[start of DATA ROWS]

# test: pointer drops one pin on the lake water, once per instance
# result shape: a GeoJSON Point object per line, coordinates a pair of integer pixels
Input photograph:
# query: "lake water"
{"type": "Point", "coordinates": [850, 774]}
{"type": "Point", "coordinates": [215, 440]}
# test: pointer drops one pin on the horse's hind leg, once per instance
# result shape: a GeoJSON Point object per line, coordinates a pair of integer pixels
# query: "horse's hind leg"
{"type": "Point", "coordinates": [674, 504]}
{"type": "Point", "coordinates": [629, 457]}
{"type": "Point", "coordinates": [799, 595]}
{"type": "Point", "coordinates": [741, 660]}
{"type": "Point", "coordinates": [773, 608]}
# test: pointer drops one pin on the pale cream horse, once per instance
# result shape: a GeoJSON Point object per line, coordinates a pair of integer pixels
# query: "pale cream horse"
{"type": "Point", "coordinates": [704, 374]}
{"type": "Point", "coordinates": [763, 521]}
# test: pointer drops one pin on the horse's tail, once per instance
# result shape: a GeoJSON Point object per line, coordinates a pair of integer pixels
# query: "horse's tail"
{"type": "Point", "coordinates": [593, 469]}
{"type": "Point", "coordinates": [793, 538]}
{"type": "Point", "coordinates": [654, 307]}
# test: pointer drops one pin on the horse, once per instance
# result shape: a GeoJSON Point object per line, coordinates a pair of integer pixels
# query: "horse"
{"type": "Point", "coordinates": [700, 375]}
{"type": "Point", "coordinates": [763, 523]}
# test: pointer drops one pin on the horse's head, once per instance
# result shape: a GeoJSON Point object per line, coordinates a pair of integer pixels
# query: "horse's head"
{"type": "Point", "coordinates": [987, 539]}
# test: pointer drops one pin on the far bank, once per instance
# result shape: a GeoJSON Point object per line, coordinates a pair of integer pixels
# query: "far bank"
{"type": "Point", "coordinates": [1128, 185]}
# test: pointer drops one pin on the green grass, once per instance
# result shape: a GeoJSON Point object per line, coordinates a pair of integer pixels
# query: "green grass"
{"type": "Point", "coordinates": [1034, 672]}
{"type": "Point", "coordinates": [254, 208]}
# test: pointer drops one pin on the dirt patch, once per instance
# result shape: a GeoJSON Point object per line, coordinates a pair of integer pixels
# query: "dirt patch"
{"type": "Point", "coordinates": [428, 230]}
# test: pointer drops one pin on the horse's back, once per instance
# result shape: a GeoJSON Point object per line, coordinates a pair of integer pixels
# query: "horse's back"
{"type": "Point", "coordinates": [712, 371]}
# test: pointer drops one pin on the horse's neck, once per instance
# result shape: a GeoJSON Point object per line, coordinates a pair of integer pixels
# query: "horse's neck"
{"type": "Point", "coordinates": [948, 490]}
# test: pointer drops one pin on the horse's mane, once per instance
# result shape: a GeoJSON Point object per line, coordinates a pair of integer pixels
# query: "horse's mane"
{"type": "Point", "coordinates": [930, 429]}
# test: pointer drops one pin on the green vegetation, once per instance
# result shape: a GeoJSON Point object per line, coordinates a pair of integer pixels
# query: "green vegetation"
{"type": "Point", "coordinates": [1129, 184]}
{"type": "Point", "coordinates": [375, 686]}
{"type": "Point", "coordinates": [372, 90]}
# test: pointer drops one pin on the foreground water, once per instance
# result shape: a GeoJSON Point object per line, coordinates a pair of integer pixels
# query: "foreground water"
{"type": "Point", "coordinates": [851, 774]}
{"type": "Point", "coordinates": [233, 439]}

[end of DATA ROWS]

§ WHAT TO PRODUCE
Copy every line above, from the one containing "# test: pointer drops one pin on the horse's mane, once" down to the last line, with no changes.

§ IN RESPONSE
# test: pointer drops one pin on the horse's mane, once per instance
# result shape: a GeoJSON Point object per line, coordinates a pair of integer pixels
# query: "horse's mane"
{"type": "Point", "coordinates": [930, 429]}
# test: pointer drops one pin on the green vegetation, once per instance
# result shape: a GeoJSON Point object per line, coordinates a pair of integer pixels
# query: "green vegetation"
{"type": "Point", "coordinates": [1129, 184]}
{"type": "Point", "coordinates": [375, 686]}
{"type": "Point", "coordinates": [372, 90]}
# test: pointer drops one pin on the foreground water, once per instance
# result shape: a GeoJSON Point object per line, coordinates a pair of integer pixels
# query: "foreground water"
{"type": "Point", "coordinates": [851, 774]}
{"type": "Point", "coordinates": [233, 439]}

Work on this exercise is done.